# Document:
Communiqué de Presse
Lundi, la police grecque a publié un communiqué de presse concernant l’enquête criminelle menée à l’encontre de 33 personnes appartenant à quatre ONG différentes et deux “ressortissants de pays tiers”. A la suite de cette enquête, une procédure pénale a été engagée pour délit de constitution et participation à une organisation criminelle, espionnage, violation des secrets d’Etat et facilitation de l’entrée sur le
territoire (1). Bien que le communiqué de presse ne nomme pas les ONG ou les individus, plusieurs médias ont déclaré qu’Alarm Phone faisait partie des groupes visés (2). Pour l’instant, nous nous abstenons de commenter publiquement l’enquête en cours. Nous voulons plutôt mettre en évidence les véritables crimes qui ont lieu en ce moment-même !
LES “SECRETS D’ETAT” QUI ONT ÉTÉ VIOLÉS SONT DES FAITS CONNUS |
Les refoulements, les violences graves comme les coups, les vols et les coups de feu, la non-assistance, le fait de forcer les réfugié.e.s à monter dans des radeaux de sauvetage et de les laisser dériver en pleine mer. Ces crimes sont perpétrés par des corps qui appartiennent de manière manifeste à l’État grec. Nous ne sommes pas les seul.e.s témoins de cette évolution alarmante. Plusieurs acteurs ont publiquement fait état de ces actions illégales menées par les garde-côtes grecs en mer et les gardes-frontières sur terre : le HCR, le Conseil grec pour les réfugiés, Amnesty International, Human Rights Watch et d’autres organisations de défense des droits humains, des ONG et des médias. (3) |
Il en va de même pour la situation à Moria, qui est également mentionnée comme étant l’un des secrets d’État dans le communiqué de presse de la police grecque. Ce n’est pas un secret mais un fait public que, avec les fonds et le soutien européens, Moria est devenu le symbole de la politique migratoire de l’UE dont le but est la dissuasion, foulant aux pieds la dignité et les droits humains.

# Consigne:
D'après le communiqué, combien de personnes appartenant à des ONG sont visées par l'enquête criminelle de la police grecque, et combien d'ONG cela représente-t-il ? Les entrées qui suivent proviennent d'une autre source que le communiqué.

# Données fournies:
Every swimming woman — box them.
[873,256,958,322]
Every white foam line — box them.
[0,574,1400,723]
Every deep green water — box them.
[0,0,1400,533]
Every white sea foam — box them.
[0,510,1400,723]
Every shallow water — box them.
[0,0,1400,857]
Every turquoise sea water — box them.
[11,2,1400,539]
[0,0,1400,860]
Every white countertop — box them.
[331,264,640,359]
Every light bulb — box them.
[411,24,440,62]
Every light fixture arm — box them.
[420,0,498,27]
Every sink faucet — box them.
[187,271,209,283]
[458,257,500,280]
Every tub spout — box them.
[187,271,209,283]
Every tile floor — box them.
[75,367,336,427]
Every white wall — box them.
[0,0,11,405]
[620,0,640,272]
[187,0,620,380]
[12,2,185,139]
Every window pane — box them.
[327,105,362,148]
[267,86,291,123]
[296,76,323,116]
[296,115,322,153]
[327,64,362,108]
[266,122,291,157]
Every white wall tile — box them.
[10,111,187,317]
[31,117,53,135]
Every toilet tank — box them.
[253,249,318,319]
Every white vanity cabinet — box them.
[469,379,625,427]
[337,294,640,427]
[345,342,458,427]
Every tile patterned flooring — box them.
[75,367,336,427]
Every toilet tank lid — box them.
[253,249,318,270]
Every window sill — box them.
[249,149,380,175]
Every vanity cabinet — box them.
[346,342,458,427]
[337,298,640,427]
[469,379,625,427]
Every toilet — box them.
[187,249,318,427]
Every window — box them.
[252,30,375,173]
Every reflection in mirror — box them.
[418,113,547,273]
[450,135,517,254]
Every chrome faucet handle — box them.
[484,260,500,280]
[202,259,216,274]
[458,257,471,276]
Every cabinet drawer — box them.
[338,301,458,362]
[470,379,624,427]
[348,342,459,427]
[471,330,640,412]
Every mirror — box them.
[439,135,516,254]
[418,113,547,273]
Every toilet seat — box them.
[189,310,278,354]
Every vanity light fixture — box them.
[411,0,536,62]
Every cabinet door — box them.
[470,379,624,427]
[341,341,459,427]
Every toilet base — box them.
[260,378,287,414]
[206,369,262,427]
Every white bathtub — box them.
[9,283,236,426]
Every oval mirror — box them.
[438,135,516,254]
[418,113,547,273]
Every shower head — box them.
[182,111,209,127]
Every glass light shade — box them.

# Réponse attendue:
33 personnes, appartenant à quatre ONG différentes.